Brief –
Count how many lines of the material contain the string "white", then give that number and nothing more.

Input –
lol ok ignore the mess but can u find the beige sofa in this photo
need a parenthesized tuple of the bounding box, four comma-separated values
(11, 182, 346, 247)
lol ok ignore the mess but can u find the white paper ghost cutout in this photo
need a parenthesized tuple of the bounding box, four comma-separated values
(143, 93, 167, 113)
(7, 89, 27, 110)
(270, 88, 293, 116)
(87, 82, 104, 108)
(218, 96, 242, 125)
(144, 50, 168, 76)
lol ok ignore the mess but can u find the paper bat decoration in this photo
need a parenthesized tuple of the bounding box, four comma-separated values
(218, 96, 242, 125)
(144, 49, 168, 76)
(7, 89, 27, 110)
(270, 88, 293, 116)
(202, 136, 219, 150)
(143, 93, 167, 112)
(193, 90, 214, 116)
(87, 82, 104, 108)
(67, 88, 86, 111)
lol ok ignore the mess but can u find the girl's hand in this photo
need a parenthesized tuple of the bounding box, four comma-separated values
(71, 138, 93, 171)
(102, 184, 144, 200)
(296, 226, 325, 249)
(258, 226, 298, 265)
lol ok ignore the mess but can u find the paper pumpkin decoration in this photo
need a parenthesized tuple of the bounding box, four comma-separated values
--
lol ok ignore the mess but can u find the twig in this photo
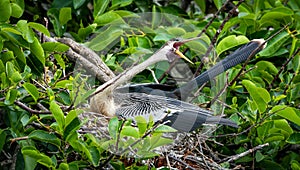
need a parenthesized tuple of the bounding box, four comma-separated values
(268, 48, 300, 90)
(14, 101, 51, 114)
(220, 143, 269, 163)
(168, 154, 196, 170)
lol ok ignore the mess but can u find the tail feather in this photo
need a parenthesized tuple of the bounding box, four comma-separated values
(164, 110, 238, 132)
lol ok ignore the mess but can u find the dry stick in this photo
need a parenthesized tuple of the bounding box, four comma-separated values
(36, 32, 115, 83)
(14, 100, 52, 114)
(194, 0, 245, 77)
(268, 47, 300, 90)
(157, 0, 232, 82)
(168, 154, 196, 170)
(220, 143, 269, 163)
--
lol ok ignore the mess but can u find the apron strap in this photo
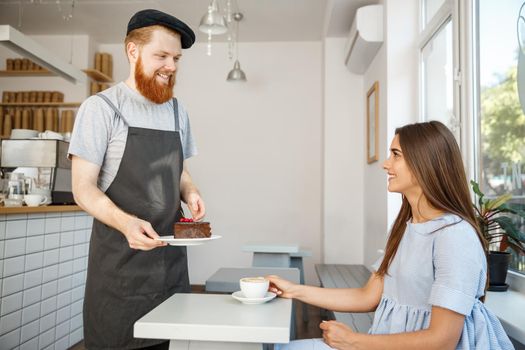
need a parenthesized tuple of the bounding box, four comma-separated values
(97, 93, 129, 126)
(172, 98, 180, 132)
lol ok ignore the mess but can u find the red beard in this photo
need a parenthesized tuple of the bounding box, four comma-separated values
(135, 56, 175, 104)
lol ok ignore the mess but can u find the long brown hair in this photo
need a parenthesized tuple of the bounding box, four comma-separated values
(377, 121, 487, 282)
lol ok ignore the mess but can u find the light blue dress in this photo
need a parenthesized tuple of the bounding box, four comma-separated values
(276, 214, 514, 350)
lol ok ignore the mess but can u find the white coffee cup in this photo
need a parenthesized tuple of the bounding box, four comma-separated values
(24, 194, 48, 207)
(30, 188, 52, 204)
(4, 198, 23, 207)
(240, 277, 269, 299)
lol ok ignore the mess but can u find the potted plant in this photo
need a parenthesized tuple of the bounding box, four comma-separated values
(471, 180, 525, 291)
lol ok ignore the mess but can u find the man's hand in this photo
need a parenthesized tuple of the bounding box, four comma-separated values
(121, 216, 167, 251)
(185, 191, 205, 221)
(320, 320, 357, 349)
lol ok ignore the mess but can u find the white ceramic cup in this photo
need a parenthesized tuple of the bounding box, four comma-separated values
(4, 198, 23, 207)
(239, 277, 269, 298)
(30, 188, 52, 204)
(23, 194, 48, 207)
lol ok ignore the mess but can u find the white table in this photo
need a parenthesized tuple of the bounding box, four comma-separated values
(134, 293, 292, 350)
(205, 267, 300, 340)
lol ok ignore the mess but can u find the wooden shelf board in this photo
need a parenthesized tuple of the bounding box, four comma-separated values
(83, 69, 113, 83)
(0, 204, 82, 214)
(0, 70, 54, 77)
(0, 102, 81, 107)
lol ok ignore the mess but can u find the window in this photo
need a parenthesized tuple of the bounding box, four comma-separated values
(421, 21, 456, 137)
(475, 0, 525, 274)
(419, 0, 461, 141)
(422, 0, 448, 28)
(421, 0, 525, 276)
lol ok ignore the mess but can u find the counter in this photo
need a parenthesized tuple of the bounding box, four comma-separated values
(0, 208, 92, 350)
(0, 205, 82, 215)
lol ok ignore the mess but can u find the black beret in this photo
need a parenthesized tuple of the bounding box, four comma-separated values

Solution to the exercise –
4